Treść polecenia 1:
Odpowiedz krótko na pytania do recenzji słuchawek OnePlus Nord Buds:
(a) Jaką ogólną ocenę wystawiono słuchawkom?
(b) W jakich rozmiarach są dodatkowe pary tipsów dołączone do zestawu?
(c) Ile obecnie kosztują słuchawki?
Treść polecenia 2: Kontynuuj recenzję słuchawek OnePlus Nord Buds od miejsca, w którym się kończy.

Fragment dokumentu:

□ □ □

Recenzja OnePlus Nord Buds zdjęcie główne
LINKI AFILIACYJNE

Recenzja OnePlus Nord Buds. Powrót do korzeni w świetnym stylu

8 minut czytania
Komentarze

Słuchawki TWS mimo krótkiego stażu przebyły długą drogę na rynku. Recenzja OnePlus Nord Buds, czyli produktu, który wrócił do początków swojego segmentu. Nie znajdziemy w nich wielu funkcjonalności, ale producent skupił się na najważniejszych w słuchawkach elementach. Czy OnePlus Nord Buds mają ANC? Czy brzmią dobrze? Jak długo trzyma w nich bateria? Niniejsza recenzja OnePlus Nord Buds odpowie na te i jeszcze więcej pytań. 

Zalety

  • Jakość dźwięku
  • Przyjemny design
  • Dobra jakość wykonania
  • Dobre panele dotykowe
  • Przyzwoite mikrofony

Wady

  • Brak ANC
  • Mała możliwość modyfikacji gestów

Recenzja OnePlus Nord Buds w kilku zdaniach podsumowania

OnePlus Nord Buds nie oferują wielu dodatkowych możliwości, ale producent skupił się na jakości dźwięku. Są również bardzo dobre wykonane, mają przyjemną aplikację. Czy to wszystko jednak wystarczy, by zrozumieć brak ANC?

8,3/10
Ocena

Recenzja OnePlus Nord Buds

  • Jakość dźwięku 9
  • Jakość wykonania 8
  • Obsługa 8
  • Mikrofony 8

Zestaw i cena

Słuchawki OnePlus Nord Buds w etui

OnePlus Nord Buds przychodzą do nas w niewielkim, czarno-niebieskim kartonie. W środku znajdziemy oczywiście słuchawki, a pod nimi wkładkę, w której znajdziemy dwie dodatkowe pary tipsów w rozmiarach S i L, papierologię, naklejkę i typowy dla OnePlusa kabel do ładowania o czerwonym przewodzie i białych końcówkach. Naklejka jest miłym dodatkiem, ale wątpię, bym chciał ją gdzieś naklejać. OnePlus Nord Buds kosztują obecnie 229 PLN, co umieszcza je w niższej średniej półce. Czy warto tyle na nie wydać?

□ □ □

Zbiór danych:
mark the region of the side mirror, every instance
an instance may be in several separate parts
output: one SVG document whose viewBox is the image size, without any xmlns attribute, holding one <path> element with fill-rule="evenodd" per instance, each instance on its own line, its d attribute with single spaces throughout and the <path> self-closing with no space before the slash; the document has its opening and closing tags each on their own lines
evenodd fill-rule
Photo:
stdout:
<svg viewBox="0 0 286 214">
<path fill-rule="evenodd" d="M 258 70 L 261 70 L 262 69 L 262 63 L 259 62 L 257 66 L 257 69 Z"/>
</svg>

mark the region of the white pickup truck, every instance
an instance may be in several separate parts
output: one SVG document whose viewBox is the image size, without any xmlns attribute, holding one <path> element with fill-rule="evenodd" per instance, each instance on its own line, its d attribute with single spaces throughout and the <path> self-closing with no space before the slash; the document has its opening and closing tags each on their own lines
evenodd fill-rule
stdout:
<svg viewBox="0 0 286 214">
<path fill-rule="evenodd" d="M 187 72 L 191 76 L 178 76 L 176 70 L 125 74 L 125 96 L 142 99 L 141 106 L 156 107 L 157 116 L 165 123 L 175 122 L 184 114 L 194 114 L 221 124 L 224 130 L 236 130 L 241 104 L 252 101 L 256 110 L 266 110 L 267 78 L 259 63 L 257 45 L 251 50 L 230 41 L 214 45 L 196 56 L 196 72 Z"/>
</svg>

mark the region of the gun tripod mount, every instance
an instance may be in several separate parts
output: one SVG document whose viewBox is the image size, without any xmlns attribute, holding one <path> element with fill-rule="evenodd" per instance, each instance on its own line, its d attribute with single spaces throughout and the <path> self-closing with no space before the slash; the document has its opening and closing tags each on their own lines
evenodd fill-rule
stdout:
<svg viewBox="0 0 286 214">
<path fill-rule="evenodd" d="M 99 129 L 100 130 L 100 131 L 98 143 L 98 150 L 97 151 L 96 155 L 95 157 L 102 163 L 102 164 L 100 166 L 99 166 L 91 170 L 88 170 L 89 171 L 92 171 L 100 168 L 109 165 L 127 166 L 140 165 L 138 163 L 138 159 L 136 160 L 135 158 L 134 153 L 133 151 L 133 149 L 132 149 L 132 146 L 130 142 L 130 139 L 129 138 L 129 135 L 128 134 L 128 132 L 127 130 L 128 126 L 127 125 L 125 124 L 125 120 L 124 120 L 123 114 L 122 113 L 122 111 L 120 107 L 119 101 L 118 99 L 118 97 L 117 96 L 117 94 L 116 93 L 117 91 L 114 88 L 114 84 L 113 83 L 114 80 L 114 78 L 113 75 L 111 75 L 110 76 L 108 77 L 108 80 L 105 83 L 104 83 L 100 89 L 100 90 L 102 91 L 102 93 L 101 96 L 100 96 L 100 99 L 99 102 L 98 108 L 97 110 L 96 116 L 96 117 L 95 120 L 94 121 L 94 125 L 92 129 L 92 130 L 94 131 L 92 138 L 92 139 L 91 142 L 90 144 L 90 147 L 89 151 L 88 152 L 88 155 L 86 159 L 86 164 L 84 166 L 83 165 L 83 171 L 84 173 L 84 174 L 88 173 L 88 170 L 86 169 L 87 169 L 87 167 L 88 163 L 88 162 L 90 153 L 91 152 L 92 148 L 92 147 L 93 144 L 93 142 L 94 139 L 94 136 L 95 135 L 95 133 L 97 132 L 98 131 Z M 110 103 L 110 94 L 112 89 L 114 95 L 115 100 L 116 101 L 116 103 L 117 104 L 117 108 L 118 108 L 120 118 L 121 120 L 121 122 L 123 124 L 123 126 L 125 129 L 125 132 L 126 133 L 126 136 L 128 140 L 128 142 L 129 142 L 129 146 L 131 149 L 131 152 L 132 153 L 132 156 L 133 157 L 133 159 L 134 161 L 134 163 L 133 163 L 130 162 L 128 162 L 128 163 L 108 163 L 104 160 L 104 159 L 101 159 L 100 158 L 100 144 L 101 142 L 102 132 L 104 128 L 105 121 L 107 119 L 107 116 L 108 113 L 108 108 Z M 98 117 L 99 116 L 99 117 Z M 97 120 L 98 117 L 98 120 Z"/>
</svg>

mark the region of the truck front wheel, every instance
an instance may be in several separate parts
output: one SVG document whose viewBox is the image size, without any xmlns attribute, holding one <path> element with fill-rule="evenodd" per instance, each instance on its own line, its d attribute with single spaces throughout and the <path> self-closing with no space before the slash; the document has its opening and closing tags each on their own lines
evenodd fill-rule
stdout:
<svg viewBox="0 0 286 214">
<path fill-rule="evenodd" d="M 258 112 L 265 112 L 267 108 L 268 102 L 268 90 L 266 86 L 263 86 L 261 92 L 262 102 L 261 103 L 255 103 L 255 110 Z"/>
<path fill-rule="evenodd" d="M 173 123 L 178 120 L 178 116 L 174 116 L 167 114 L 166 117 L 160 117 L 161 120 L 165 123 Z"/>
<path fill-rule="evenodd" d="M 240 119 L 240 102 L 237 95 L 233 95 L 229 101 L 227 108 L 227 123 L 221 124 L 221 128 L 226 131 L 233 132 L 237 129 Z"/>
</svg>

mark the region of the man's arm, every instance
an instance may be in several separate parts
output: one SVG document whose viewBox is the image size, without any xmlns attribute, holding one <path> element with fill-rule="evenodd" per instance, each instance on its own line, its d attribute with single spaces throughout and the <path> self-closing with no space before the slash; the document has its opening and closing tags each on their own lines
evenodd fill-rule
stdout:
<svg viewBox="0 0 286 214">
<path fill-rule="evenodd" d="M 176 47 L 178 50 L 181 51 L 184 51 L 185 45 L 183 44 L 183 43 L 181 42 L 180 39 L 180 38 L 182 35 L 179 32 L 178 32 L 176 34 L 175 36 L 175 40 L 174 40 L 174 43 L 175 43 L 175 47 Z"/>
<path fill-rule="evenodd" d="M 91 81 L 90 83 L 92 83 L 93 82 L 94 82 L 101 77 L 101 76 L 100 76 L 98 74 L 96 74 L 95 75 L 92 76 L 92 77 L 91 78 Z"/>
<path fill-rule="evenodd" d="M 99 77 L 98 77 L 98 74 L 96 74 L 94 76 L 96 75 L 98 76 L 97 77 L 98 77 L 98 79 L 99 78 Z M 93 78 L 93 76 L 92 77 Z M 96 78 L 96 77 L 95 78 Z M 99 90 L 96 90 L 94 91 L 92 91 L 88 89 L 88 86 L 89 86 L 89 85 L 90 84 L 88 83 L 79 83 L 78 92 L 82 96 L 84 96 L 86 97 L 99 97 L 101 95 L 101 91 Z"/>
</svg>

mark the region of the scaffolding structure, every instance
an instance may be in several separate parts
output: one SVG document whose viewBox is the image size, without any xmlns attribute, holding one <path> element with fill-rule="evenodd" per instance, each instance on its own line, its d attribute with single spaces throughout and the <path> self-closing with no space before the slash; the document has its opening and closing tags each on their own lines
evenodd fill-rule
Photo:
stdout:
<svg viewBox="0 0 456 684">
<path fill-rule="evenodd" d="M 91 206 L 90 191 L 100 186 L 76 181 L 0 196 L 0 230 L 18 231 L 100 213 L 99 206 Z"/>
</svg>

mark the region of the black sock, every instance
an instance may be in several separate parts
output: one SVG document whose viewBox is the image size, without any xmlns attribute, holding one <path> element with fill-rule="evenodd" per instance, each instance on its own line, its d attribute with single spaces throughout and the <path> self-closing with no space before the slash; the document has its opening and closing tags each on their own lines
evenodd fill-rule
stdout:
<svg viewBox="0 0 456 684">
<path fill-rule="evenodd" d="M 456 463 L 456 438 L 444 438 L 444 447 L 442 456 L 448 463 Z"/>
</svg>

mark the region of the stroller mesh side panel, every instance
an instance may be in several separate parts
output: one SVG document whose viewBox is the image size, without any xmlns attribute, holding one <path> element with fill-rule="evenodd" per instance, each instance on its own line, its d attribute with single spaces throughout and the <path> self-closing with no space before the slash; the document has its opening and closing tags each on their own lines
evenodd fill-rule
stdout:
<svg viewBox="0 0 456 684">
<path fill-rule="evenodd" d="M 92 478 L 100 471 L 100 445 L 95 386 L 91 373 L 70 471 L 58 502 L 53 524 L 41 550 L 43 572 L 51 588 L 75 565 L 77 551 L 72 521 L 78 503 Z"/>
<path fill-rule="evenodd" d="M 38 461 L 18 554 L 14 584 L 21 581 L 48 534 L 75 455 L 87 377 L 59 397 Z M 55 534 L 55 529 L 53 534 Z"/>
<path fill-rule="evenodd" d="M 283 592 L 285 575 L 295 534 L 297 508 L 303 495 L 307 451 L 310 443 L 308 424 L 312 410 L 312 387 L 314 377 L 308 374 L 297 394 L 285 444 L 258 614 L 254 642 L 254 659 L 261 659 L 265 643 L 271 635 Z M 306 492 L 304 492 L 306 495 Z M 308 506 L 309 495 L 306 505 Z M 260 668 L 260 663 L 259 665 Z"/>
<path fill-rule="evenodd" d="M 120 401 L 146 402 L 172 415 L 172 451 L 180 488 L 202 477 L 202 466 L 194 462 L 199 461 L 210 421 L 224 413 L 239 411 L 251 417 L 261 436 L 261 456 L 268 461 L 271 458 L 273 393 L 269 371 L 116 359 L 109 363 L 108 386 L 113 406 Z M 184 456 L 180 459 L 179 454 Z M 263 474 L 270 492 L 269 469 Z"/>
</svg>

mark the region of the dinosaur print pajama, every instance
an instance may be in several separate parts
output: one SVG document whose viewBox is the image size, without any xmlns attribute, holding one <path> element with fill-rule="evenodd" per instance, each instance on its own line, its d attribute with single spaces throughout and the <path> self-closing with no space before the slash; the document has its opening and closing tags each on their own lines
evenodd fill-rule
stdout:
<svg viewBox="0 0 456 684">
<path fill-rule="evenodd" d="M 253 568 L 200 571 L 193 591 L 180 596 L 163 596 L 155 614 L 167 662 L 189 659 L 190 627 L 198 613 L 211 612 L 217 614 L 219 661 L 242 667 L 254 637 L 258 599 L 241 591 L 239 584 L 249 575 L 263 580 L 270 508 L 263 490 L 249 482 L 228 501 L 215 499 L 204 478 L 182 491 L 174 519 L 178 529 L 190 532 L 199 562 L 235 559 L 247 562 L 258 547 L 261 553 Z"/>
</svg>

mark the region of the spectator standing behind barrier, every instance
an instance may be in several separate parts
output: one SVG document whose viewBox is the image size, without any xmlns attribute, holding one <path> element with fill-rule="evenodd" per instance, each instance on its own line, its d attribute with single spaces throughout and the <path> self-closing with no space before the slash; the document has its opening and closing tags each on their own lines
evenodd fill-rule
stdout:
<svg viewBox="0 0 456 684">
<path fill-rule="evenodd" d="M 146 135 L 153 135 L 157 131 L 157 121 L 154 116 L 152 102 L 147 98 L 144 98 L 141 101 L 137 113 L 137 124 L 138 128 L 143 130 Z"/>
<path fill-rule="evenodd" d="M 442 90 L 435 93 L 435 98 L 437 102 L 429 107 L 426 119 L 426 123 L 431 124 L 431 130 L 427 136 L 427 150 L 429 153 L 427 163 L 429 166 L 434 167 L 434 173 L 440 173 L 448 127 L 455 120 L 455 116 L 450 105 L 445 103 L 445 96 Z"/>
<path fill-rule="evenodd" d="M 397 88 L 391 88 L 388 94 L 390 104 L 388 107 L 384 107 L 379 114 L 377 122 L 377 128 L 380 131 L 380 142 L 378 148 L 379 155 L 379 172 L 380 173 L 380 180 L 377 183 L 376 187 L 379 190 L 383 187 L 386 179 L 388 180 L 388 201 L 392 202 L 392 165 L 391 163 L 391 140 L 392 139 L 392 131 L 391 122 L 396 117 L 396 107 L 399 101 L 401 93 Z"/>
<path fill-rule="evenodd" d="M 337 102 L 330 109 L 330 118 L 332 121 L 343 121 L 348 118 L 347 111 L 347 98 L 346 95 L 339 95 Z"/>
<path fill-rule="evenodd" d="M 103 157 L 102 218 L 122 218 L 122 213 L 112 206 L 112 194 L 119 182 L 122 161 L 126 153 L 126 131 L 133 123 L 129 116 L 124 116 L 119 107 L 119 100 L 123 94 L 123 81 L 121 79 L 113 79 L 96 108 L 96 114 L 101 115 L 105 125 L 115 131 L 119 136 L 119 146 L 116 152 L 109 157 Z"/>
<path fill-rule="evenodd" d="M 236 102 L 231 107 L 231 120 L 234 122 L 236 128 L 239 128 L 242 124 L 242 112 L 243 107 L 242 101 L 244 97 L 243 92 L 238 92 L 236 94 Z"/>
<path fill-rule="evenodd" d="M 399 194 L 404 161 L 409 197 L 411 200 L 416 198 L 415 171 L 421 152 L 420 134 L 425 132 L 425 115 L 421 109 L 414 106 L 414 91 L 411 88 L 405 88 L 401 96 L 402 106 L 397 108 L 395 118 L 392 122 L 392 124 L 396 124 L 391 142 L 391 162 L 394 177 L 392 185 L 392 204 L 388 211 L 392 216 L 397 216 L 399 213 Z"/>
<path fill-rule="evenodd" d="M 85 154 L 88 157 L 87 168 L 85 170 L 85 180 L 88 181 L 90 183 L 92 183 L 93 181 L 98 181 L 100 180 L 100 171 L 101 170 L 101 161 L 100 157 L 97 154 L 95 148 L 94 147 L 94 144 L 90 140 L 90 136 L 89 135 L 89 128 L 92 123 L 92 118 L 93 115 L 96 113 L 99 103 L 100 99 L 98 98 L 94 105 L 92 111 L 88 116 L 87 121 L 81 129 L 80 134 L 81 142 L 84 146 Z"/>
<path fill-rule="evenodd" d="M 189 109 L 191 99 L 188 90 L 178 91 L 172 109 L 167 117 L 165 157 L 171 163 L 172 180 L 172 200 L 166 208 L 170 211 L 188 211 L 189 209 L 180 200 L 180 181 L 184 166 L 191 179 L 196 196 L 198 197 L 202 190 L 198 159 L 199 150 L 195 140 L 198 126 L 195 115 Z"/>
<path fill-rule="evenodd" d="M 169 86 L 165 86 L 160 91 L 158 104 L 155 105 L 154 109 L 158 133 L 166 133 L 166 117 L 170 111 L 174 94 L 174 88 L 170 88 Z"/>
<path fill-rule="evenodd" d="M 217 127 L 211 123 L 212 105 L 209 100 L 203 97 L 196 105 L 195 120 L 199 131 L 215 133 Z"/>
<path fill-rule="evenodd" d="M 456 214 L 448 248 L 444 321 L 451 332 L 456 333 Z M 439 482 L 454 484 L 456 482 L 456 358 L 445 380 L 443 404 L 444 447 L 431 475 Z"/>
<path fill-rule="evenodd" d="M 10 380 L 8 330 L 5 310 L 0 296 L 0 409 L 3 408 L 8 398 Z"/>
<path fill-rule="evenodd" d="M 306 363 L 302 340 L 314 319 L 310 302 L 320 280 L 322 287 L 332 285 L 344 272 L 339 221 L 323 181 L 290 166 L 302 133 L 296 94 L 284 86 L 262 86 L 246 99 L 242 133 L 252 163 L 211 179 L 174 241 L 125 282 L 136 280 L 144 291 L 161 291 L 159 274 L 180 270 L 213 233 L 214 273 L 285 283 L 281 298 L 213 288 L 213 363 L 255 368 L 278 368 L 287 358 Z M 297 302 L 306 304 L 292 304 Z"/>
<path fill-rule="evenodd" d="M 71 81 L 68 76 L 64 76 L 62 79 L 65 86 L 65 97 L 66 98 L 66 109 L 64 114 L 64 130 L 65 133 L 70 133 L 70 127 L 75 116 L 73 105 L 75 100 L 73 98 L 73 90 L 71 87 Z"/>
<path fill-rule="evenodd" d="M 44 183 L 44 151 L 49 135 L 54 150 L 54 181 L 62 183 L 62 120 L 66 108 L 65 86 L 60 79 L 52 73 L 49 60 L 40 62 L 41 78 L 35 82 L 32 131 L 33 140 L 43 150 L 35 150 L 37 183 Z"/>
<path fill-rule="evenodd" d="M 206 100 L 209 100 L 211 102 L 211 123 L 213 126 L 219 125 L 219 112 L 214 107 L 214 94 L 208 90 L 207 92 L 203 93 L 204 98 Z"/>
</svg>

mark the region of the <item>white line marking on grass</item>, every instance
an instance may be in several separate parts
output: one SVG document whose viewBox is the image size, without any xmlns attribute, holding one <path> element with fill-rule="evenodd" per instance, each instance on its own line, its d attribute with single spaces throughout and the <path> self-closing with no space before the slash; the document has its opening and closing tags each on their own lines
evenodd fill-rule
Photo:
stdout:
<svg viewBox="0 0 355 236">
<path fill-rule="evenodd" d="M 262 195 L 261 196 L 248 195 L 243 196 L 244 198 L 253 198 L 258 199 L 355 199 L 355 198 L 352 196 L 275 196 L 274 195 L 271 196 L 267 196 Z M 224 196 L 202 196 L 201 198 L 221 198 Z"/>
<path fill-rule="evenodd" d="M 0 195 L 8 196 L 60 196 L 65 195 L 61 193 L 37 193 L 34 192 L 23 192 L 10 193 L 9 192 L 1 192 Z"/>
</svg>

□ □ □

Odpowiedź końcowa 1:
(a) 8,3/10
(b) S i L
(c) 229 PLN

Odpowiedź końcowa 2:
Specyfikacja OnePlus Nord Buds

  • Przetworniki dynamiczne o średnicy 12,4 milimetra
  • Po dwa mikrofony na słuchawkę
  • Bluetooth 5.2 z kodekami SBC i AAC
  • Do 7 godzin odtwarzania muzyki, do 30 z etui ładującym
  • Redukcja szumów przy połączeniach
  • IP55

Jakość wykonania i budowa

Zamknięte etui słuchawek OnePlus Nord Buds recenzja

Etui słuchawek wygląda dość standardowo. Posiada ono dość kanciaty kształt, przez co mocno odznacza się w kieszeni spodni. Na górnej części znajdziemy logo producenta. Zawias działa z bardzo przyjemnym oporem. Nie ma mowy o samoczynnym zamykaniu się pudełka, a możemy to zrobić prostym ruchem ręką. Plastik, z którego wykonane jest etui ładujące, jest dobrej jakości i daje przyjemne uczucie, gdy przejedziemy po nim dłonią. Problemem jest jednak jego łatwość w rysowaniu się. Wystarczy minimalne zahaczenie o coś twardszego i pozostawi to po sobie ślad. 

Same słuchawki OnePlus Nord Buds są dobrze wykonane, ale tak jak etui są dość kanciate z zewnątrz. Od zewnątrz wyglądają jak tor NASCAR, a w górnej części znajduje się wystający okrągły panel dotykowy. Jest on błyszczący, w kolorze grafitowym. Moim zdaniem nadaje to więcej elegancji całej konstrukcji, która od zewnątrz jest wykończona tak jak etui. Od środka znajdziemy tylko i wyłącznie czarny błyszczący plastik, który bardzo łatwo się brudzi, ale jednocześnie łatwo można go wyczyścić.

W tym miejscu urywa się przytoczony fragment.